* **AIM OF THE TASK**
Copy all of the records below verbatim.

* **INPUT FOR THIS TASK**
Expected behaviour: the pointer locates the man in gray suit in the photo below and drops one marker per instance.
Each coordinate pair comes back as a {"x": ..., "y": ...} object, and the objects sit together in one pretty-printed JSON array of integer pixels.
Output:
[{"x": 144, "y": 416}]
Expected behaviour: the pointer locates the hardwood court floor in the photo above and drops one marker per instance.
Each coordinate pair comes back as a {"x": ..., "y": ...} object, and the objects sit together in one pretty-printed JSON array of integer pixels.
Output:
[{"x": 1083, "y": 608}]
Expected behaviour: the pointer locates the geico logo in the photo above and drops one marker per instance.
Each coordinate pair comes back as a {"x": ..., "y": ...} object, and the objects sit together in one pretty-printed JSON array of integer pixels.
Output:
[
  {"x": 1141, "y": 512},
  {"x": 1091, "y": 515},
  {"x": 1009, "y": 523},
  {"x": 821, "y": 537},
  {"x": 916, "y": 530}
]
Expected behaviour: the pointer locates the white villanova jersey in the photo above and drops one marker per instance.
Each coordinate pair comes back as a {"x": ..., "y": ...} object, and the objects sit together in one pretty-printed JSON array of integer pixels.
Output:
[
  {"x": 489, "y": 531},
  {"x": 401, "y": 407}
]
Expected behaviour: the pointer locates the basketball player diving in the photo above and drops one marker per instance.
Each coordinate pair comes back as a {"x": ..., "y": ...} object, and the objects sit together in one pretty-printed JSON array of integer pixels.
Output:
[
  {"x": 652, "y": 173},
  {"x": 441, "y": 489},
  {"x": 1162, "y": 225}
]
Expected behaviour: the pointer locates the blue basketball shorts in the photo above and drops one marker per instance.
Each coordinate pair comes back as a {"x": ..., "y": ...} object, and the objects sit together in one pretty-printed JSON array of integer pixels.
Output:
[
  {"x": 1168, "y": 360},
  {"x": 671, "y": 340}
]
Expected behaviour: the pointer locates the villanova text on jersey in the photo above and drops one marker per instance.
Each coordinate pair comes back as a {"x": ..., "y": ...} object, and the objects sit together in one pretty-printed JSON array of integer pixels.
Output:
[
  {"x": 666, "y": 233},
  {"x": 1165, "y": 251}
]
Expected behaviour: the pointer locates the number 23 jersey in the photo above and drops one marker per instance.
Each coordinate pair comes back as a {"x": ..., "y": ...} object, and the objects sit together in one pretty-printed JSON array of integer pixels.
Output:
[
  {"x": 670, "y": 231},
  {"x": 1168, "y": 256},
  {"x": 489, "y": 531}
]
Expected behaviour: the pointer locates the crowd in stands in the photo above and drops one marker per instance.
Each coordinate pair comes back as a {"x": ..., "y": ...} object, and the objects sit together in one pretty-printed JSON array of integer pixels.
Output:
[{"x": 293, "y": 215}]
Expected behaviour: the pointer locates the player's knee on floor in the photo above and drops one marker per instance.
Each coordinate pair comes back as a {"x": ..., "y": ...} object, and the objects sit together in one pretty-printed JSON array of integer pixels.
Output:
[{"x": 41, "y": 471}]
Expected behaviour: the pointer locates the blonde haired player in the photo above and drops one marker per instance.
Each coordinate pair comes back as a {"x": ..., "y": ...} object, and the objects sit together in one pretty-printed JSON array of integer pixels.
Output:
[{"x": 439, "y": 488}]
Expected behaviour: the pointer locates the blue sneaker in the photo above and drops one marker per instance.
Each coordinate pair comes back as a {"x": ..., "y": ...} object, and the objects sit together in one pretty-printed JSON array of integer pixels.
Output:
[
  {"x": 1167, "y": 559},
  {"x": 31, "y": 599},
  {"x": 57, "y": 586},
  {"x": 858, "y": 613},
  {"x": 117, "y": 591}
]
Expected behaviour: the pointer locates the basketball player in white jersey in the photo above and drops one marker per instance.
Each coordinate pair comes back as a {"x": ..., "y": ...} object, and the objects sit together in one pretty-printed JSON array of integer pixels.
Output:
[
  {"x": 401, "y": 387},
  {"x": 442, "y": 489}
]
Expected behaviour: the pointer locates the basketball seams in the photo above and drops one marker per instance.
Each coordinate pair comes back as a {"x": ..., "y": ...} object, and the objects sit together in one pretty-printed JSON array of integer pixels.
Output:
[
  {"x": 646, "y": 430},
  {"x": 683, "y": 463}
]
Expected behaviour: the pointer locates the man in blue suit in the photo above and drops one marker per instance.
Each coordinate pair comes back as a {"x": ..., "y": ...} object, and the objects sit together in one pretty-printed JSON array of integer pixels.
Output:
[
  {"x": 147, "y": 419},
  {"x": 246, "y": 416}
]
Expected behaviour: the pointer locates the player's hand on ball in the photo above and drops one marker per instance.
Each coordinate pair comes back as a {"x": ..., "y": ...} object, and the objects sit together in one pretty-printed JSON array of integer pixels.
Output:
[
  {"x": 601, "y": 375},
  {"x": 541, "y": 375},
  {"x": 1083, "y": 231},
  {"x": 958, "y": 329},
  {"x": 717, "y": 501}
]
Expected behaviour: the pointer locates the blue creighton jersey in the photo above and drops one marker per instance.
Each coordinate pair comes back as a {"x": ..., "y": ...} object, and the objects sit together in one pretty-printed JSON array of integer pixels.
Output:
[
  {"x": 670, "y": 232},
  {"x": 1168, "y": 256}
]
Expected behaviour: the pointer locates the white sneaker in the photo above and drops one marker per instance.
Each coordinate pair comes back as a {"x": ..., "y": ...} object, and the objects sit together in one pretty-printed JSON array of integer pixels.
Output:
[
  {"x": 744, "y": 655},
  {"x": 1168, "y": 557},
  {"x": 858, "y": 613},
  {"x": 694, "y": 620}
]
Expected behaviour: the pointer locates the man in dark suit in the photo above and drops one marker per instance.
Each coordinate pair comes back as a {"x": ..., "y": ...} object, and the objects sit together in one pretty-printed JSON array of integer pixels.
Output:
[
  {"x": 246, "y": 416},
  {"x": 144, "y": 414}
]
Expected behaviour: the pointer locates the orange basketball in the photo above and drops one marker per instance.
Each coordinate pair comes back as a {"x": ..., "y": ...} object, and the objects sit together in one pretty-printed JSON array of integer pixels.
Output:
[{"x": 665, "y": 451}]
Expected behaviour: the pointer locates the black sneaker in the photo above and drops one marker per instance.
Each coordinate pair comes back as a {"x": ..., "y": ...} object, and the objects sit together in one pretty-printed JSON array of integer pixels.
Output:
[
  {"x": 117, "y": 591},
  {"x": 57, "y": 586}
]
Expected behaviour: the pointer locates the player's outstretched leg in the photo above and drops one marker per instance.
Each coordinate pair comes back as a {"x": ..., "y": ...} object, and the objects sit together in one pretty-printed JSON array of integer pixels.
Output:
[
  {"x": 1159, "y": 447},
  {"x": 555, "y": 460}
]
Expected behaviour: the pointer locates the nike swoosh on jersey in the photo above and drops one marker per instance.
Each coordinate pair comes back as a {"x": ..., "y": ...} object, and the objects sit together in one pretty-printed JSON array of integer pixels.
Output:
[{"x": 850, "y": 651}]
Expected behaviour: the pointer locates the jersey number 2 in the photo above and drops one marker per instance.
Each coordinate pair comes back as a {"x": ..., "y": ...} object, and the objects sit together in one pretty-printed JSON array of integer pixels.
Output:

* **WRITTEN SOLUTION**
Expected behaviour: the pointer locates the man in gray suit in the photo below and drops one marker per instance.
Each coordinate pair comes back as a {"x": ..., "y": ...} object, and the objects sit together in one pretty-printed JSON array of integer pixels.
Output:
[{"x": 144, "y": 416}]
Expected behaviour: the pointer locates the hardwood court floor in the photo above and drops one marker per instance.
Each coordinate pair comes back as a {"x": ..., "y": ...} object, and the objects sit together in one pretty-printed JSON array of integer pixels.
Output:
[{"x": 1083, "y": 608}]
Expected behaviour: the pointer locates the geico logo in the photo above and drops one marker per instance.
Each coordinate pair comes back as a {"x": ..., "y": ...} object, and the objects sit together in one pretty-printed JSON array of integer pixels.
Output:
[
  {"x": 1141, "y": 512},
  {"x": 1091, "y": 515},
  {"x": 1009, "y": 523},
  {"x": 821, "y": 537},
  {"x": 916, "y": 530}
]
Expected behaviour: the pointer locates the white villanova jersey in the photo above and drops one marker per instance.
Each coordinate pair comes back as a {"x": ..., "y": ...} object, and the objects sit together in one pretty-printed JSON array of integer pixels.
Output:
[
  {"x": 489, "y": 531},
  {"x": 401, "y": 407}
]
Expected behaviour: the pointer locates the basketball player diving in the photo above and drops one marker per instance.
Each coordinate pair comes back as a {"x": ..., "y": ...} object, and the objects sit together in one pretty-printed JSON array of integer pixels.
Output:
[
  {"x": 652, "y": 173},
  {"x": 441, "y": 489},
  {"x": 1162, "y": 225}
]
Expected behaviour: the pointer locates the blue basketball shorts in the photo above and drops one marker per instance.
Each coordinate pair comes back as a {"x": ..., "y": ...} object, and the objects sit together in one pretty-printed JSON array of integer pixels.
Output:
[
  {"x": 1168, "y": 360},
  {"x": 671, "y": 340}
]
Expected behaviour: the pointer locates the villanova text on jersey in the photo above and drops one marker per instance.
Each coordinate pair comes back as a {"x": ..., "y": ...} object, and the objects sit together in one pretty-printed JSON array of integer pixels.
Output:
[
  {"x": 666, "y": 233},
  {"x": 1165, "y": 251}
]
Expected behaviour: the pointer locates the number 23 jersey in the photo above and drops one marker per instance.
Each coordinate pair comes back as a {"x": ..., "y": ...} object, and the objects sit together in one pretty-printed JSON array of integer pixels.
Output:
[
  {"x": 670, "y": 231},
  {"x": 1168, "y": 256},
  {"x": 489, "y": 531}
]
Expected behaviour: the pointer locates the crowd in stands in the photo above and drops one marker per instance.
Each coordinate pair comes back as a {"x": ..., "y": ...} object, and the objects sit together in one pretty-printed JSON array of integer pixels.
Output:
[{"x": 293, "y": 215}]
Expected behaviour: the pointer locates the player's knee on floor in the photo above and drops one marker per instance.
Each coordinate pair comes back as a {"x": ..., "y": ...} object, and the objects sit together in one pretty-printed JSON array of integer pixels.
Output:
[{"x": 41, "y": 471}]
Expected behaviour: the pointer locates the blonde haired player in the photo above and drops one marker per instance.
Each coordinate pair comes back as a {"x": ..., "y": ...} object, and the objects sit together in one pretty-printed JSON array of integer pixels.
Output:
[{"x": 439, "y": 488}]
Expected behaviour: the pointer locates the blue sneaker in the photo above and drops one marker per instance.
Each coordinate pair comes back as a {"x": ..., "y": ...} object, and the objects sit together in one pretty-printed JSON array of integer pixels.
Output:
[
  {"x": 1167, "y": 559},
  {"x": 31, "y": 599},
  {"x": 57, "y": 586},
  {"x": 858, "y": 613},
  {"x": 117, "y": 591}
]
Expected behaviour: the pointer locates the basketball player in white jersey in the photo above and drops one marker per instance.
Each coordinate pair comes back as a {"x": ..., "y": ...} object, and the objects sit together in one pretty-printed JSON array of integer pixels.
Output:
[
  {"x": 401, "y": 387},
  {"x": 442, "y": 489}
]
Expected behaviour: the pointer locates the basketball seams in the photo above and drops one marker per instance.
Each coordinate pair comes back as a {"x": ..., "y": ...} object, and the objects sit together in one pretty-printed JSON array of integer pixels.
Output:
[
  {"x": 646, "y": 430},
  {"x": 683, "y": 463}
]
Expected behaviour: the pointer locates the man in blue suit in the photo above and drops one marker per instance.
Each coordinate pair comes back as a {"x": ..., "y": ...} object, and the objects sit together in one pretty-printed JSON array of integer pixels.
Output:
[
  {"x": 147, "y": 419},
  {"x": 246, "y": 416}
]
Expected behaviour: the pointer locates the player's hand on ball in the photo above and drops one marker per instance.
Each coordinate pair comes back as a {"x": ..., "y": ...} object, and the objects sit together in one pretty-printed JSON array of integer pixels.
Output:
[
  {"x": 601, "y": 375},
  {"x": 541, "y": 375},
  {"x": 1083, "y": 231},
  {"x": 958, "y": 329},
  {"x": 717, "y": 501}
]
Expected behaviour: the pointer locates the blue creighton jersey in the photo above and drops one marker per instance.
Each coordinate pair comes back as a {"x": ..., "y": ...} object, and the objects sit together in one pretty-printed JSON array of integer pixels.
Output:
[
  {"x": 670, "y": 232},
  {"x": 1168, "y": 256}
]
Expected behaviour: the pointer locates the white sneaker in the photo above and drops one marker per instance.
Each coordinate pair comes back as a {"x": ..., "y": ...} object, and the objects sit together in one pretty-printed JSON array of integer pixels.
Output:
[
  {"x": 744, "y": 655},
  {"x": 1168, "y": 557},
  {"x": 858, "y": 613},
  {"x": 694, "y": 620}
]
Expected behaviour: the pointer locates the man in dark suit in the photo above and drops one marker per instance.
Each coordinate pair comes back as a {"x": ..., "y": ...} object, and the objects sit together in one pretty-printed JSON array of integer pixels.
Output:
[
  {"x": 246, "y": 416},
  {"x": 144, "y": 414}
]
Expected behaviour: the pointer locates the orange basketball in the photo above and drops one marker per instance.
Each coordinate pair comes back as a {"x": ..., "y": ...} object, and the objects sit together in one pretty-printed JSON array of integer pixels.
Output:
[{"x": 665, "y": 451}]
Expected behaviour: the pointer locates the black sneaker in the photo above and drops one marker per instance.
Each coordinate pair comes back as a {"x": ..., "y": ...} object, and the objects sit together in one pretty-printed JSON array of integer pixels.
Output:
[
  {"x": 117, "y": 591},
  {"x": 57, "y": 586}
]
Expected behaviour: the pointer locates the player's outstretched leg in the photo above and drops one marker per instance.
Each coordinate pair comes back as a {"x": ..., "y": ...} object, and the objects sit together in one pretty-printed JSON array of integer pixels.
Output:
[
  {"x": 1159, "y": 447},
  {"x": 555, "y": 460}
]
Expected behaviour: the pointer locates the nike swoosh on jersey in the photo above and drops one marker per instance.
Each coordinate pair comes back as a {"x": ..., "y": ...} object, and the objects sit together in one pretty-printed JSON array of integer pixels.
Output:
[{"x": 850, "y": 651}]
Expected behaviour: the pointer locates the jersey number 2 in the photo above and drops one marker per instance.
Each coordinate pair comes back as a {"x": ..., "y": ...} object, and the objects sit together in one pretty-printed JSON array of integer pixels.
Output:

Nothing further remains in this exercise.